Turn every line of the records below into a JSON list of strings, one string per line, leaving out any blank lines.

= = = = = = =

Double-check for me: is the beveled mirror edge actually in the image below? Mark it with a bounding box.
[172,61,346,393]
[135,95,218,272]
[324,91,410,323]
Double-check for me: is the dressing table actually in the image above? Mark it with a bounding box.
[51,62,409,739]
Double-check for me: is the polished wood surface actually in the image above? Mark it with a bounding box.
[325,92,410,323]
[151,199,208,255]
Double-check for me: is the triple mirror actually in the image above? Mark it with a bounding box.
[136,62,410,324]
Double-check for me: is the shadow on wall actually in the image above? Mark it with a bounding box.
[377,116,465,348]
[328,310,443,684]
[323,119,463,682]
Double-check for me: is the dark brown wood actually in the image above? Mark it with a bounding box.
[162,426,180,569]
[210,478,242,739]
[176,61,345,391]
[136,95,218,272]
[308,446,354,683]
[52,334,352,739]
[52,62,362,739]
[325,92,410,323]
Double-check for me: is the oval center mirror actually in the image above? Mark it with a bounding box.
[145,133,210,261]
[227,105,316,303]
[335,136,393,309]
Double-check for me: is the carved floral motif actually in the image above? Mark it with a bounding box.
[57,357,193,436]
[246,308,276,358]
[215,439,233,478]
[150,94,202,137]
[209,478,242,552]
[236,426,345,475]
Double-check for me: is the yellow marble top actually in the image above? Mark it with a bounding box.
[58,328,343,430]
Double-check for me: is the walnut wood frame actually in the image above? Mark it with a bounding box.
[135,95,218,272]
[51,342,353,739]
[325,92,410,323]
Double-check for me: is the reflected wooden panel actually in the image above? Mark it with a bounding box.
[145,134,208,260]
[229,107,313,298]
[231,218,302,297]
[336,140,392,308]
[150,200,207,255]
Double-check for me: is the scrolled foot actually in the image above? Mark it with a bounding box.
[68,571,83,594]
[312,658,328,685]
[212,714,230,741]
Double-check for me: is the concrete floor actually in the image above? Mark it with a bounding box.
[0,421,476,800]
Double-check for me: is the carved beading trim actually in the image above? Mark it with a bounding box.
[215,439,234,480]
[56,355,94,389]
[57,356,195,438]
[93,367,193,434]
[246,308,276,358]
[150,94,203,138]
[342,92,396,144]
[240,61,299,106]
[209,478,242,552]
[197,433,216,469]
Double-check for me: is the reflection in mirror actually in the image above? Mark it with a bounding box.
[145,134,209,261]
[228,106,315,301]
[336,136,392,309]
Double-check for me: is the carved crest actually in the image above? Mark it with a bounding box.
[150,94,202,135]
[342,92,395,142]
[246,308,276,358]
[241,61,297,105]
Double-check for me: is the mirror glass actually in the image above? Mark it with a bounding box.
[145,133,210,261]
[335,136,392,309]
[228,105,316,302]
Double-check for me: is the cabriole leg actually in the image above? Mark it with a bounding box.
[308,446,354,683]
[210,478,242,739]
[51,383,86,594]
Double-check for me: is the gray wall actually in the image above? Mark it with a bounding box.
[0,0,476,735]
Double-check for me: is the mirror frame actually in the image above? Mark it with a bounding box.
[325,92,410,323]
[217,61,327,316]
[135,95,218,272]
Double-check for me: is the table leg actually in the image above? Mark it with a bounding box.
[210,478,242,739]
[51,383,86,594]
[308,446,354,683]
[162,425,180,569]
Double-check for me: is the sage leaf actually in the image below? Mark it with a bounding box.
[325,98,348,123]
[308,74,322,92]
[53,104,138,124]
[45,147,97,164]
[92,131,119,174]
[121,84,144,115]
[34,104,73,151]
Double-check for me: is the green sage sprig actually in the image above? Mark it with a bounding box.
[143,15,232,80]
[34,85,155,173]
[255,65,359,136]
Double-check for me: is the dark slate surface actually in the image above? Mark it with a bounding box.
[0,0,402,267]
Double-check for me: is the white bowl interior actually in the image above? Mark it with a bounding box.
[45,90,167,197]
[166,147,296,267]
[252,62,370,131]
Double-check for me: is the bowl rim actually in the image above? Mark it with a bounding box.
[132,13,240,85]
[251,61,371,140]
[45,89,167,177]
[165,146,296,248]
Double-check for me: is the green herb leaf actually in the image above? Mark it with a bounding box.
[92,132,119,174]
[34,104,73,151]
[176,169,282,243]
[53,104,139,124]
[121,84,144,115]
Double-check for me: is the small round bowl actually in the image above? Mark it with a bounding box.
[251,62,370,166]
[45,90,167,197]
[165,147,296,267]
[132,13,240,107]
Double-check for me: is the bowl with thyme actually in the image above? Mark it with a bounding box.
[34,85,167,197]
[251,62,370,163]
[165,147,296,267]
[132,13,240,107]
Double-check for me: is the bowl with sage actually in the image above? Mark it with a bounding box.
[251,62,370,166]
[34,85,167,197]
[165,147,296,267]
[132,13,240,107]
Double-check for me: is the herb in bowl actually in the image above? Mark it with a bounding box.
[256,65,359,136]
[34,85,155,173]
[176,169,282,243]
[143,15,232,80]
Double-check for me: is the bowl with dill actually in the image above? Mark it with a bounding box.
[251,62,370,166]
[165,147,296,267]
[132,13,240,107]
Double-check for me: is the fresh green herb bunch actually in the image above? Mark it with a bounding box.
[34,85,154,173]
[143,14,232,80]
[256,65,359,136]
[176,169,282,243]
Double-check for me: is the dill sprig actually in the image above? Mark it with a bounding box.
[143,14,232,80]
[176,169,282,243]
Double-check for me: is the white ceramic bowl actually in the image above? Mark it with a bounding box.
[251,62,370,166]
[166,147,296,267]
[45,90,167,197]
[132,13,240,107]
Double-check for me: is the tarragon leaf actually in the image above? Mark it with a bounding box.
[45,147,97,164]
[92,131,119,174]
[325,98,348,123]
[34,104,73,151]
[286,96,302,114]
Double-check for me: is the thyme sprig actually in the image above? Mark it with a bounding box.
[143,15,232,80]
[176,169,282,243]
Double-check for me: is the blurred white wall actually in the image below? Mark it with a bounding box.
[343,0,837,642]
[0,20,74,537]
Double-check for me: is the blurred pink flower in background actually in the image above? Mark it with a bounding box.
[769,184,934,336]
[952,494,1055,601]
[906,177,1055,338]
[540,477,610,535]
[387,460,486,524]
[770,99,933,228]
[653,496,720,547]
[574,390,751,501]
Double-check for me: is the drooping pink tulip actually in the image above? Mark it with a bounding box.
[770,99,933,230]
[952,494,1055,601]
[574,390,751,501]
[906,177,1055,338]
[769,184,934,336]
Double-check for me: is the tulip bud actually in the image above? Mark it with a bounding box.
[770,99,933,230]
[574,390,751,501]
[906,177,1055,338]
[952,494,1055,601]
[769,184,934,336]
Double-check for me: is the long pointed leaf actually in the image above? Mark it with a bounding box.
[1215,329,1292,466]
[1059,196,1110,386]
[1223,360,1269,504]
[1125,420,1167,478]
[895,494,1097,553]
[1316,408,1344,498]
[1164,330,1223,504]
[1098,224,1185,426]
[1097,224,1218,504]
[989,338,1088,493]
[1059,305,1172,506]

= = = = = = =

Response to the exercise:
[
  "Double-check for me: is the beveled mirror edge actually in the image below? Mark it with a bounding box.",
  "[172,61,346,393]",
  "[135,95,218,272]",
  "[324,91,410,323]",
  "Double-check for me: is the dressing table actually in the image above? Mark it with a bounding box.",
  "[51,62,409,739]",
  "Double-check for me: is the polished wood surface actually in the image above? Mark it with a bounding box.",
  "[325,92,410,323]",
  "[151,199,208,255]",
  "Double-check for me: is the triple mirror actually in the image above? Mark it with a bounding box.",
  "[136,62,410,324]",
  "Double-check for me: is the shadow on wall actually in the image above? Mark it with a bounding box.",
  "[377,116,465,348]",
  "[328,310,443,684]",
  "[323,119,463,682]",
  "Double-check for me: is the dark brown wood actually in the image above? Mark it with a bounding box.",
  "[162,426,180,569]",
  "[210,478,242,739]",
  "[176,61,345,391]",
  "[136,95,218,272]",
  "[308,446,354,683]",
  "[52,334,352,739]",
  "[52,62,362,739]",
  "[325,92,410,323]",
  "Double-check for me: is the oval center mirror actually in the image above? Mark it with a bounding box.",
  "[145,133,210,261]",
  "[227,105,316,303]",
  "[335,136,393,309]",
  "Double-check for me: is the carved floral motif actually in the image above? Mark it with a bounding box.",
  "[57,357,193,436]",
  "[246,308,276,358]",
  "[215,439,233,478]",
  "[150,94,202,137]",
  "[209,478,242,552]",
  "[236,426,345,475]",
  "Double-check for me: is the yellow marble top actually in the image above? Mark it with a bounding box.",
  "[58,328,343,430]",
  "Double-check for me: is the walnut wood frame actually in the image above? Mark it with a bounding box.",
  "[135,95,218,272]",
  "[51,342,353,739]",
  "[325,92,410,323]",
  "Double-check for me: is the reflected wooden panel actually in the image above? Mark it with a bounding box.",
  "[145,134,208,260]",
  "[229,107,313,298]",
  "[231,218,302,297]",
  "[336,140,392,308]",
  "[150,200,207,255]",
  "Double-check for me: is the scrolled foot actually in the image above? Mark it with a bounding box.",
  "[68,571,83,594]",
  "[312,658,328,685]",
  "[212,714,230,741]",
  "Double-check for me: is the concrete floor actually in the image above? Mark it with a bounding box.",
  "[0,421,476,800]",
  "Double-check for me: is the carved beading trim actually in the image above? Mark it with a bounding box.",
  "[215,439,234,480]",
  "[56,355,94,389]",
  "[57,356,195,438]",
  "[93,367,193,434]",
  "[246,308,276,358]",
  "[150,94,203,138]",
  "[342,92,396,144]",
  "[240,61,299,106]",
  "[209,478,242,552]",
  "[197,433,216,469]",
  "Double-check for me: is the reflection in mirror actually in the image above? Mark it with a bounding box.",
  "[145,134,209,261]",
  "[228,106,315,301]",
  "[336,136,392,309]",
  "Double-check for me: is the carved crest actually in the image above? Mark it with a bounding box.",
  "[150,94,202,135]",
  "[342,92,395,142]",
  "[246,308,276,358]",
  "[241,61,297,105]",
  "Double-check for me: is the mirror glass actually in the image above? Mark it with a bounding box.",
  "[145,133,210,261]",
  "[335,136,392,309]",
  "[228,105,316,302]",
  "Double-check for me: is the cabriole leg actually in the image above? Mark it with a bounding box.",
  "[308,446,354,683]",
  "[210,478,242,739]",
  "[51,383,86,594]",
  "Double-check for me: is the gray wall actually in the image above? Mark it with a bounding box.",
  "[0,0,476,735]",
  "Double-check for me: is the mirror frame actually in the image above? Mark it with a bounding box.",
  "[325,92,410,323]",
  "[217,61,327,316]",
  "[135,95,218,272]",
  "Double-check for me: is the table leg actually in the image above? Mark it with a bounding box.",
  "[210,478,242,739]",
  "[51,383,86,594]",
  "[308,446,354,683]",
  "[162,425,180,569]",
  "Double-check for me: is the sage leaf actually in the image below? Mark it with a bounding box.",
  "[325,98,348,123]",
  "[308,74,322,92]",
  "[53,104,138,124]",
  "[45,147,97,164]",
  "[92,131,119,174]",
  "[121,84,144,115]",
  "[34,104,73,151]",
  "Double-check for me: is the green sage sprig actually in the image above? Mark it with a bounding box.",
  "[143,15,232,80]",
  "[34,85,155,173]",
  "[255,65,359,136]",
  "Double-check for me: is the dark slate surface actually in the image above? Mark it with a bounding box.",
  "[0,0,402,267]",
  "Double-check for me: is the white bowl interior actually in the image above? Mark it with a bounding box.",
  "[45,90,167,197]",
  "[166,147,296,267]",
  "[252,62,370,131]",
  "Double-check for me: is the bowl rim actually in the image above? Mark it with a bounding box.",
  "[132,13,240,85]",
  "[251,61,371,140]",
  "[45,89,167,177]",
  "[165,146,296,248]",
  "Double-check for me: is the green herb leaf actually in the image above? Mark it with a bounding box.",
  "[92,132,119,174]",
  "[34,104,73,151]",
  "[176,169,282,243]",
  "[53,104,139,124]",
  "[121,84,144,115]",
  "Double-check for me: is the small round bowl actually in the image above? Mark it with a bounding box.",
  "[251,62,370,166]",
  "[45,90,167,197]",
  "[165,147,296,267]",
  "[132,13,240,107]",
  "Double-check for me: is the bowl with thyme actually in the image above? Mark it with a bounding box.",
  "[34,85,167,197]",
  "[251,62,370,163]",
  "[165,147,296,267]",
  "[132,13,240,107]",
  "Double-check for me: is the bowl with sage actually in the image above? Mark it with a bounding box.",
  "[251,62,370,166]",
  "[34,85,167,197]",
  "[165,147,296,267]",
  "[132,13,240,107]",
  "Double-check for me: is the herb in bowl actually in the image above? Mark it with a bounding box.",
  "[256,65,359,136]",
  "[34,85,155,173]",
  "[176,169,282,243]",
  "[143,15,232,80]",
  "Double-check for me: is the bowl with dill actually in the image above? Mark it with a bounding box.",
  "[251,62,370,166]",
  "[165,147,296,267]",
  "[132,13,240,107]",
  "Double-check for me: is the fresh green herb bunch actually in the image above? Mark it with a bounding box.",
  "[34,85,154,173]",
  "[143,14,232,80]",
  "[256,65,359,136]",
  "[176,169,282,243]",
  "Double-check for me: is the dill sprig actually in the image above? Mark it with a bounding box.",
  "[143,14,232,80]",
  "[176,169,282,243]",
  "Double-check for me: is the white ceramic bowl actually in the image above? Mark it with a bounding box.",
  "[251,62,370,166]",
  "[166,147,296,267]",
  "[45,90,167,197]",
  "[132,13,240,107]",
  "Double-check for me: is the tarragon leaf actually in the image above? Mark it with a bounding box.",
  "[45,147,97,164]",
  "[92,131,119,174]",
  "[325,98,348,123]",
  "[34,104,73,151]",
  "[286,96,302,114]",
  "Double-check for me: is the thyme sprig actually in the image above? Mark it with a bounding box.",
  "[143,15,232,80]",
  "[176,169,282,243]",
  "Double-check for me: is the blurred white wall actually in the image below? Mark it with a bounding box.",
  "[343,0,837,642]",
  "[0,20,74,537]",
  "Double-check for me: is the blurred pink flower in background actually in the image above? Mark it with a bounding box.",
  "[769,184,934,336]",
  "[952,494,1055,601]",
  "[906,177,1055,338]",
  "[540,477,610,535]",
  "[387,460,486,524]",
  "[770,99,933,228]",
  "[653,496,720,547]",
  "[574,390,751,501]",
  "Double-check for me: is the drooping pink tulip actually in the image above? Mark it with a bounding box.",
  "[770,99,933,230]",
  "[952,494,1055,601]",
  "[574,390,751,501]",
  "[906,177,1055,338]",
  "[769,184,934,336]",
  "Double-check for me: is the tulip bud actually in the image above? Mark it with a bounding box.",
  "[770,99,933,230]",
  "[574,390,751,501]",
  "[906,177,1055,338]",
  "[952,494,1055,601]",
  "[769,184,934,336]",
  "Double-check for me: is the long pointed leaf actually in the image above? Mark it with a bounding box.",
  "[1215,329,1292,466]",
  "[1059,196,1110,386]",
  "[1223,360,1269,504]",
  "[1125,420,1167,478]",
  "[895,494,1097,553]",
  "[1316,408,1344,498]",
  "[1164,330,1223,504]",
  "[1098,224,1185,426]",
  "[1097,224,1218,504]",
  "[989,338,1088,493]",
  "[1059,305,1172,506]"
]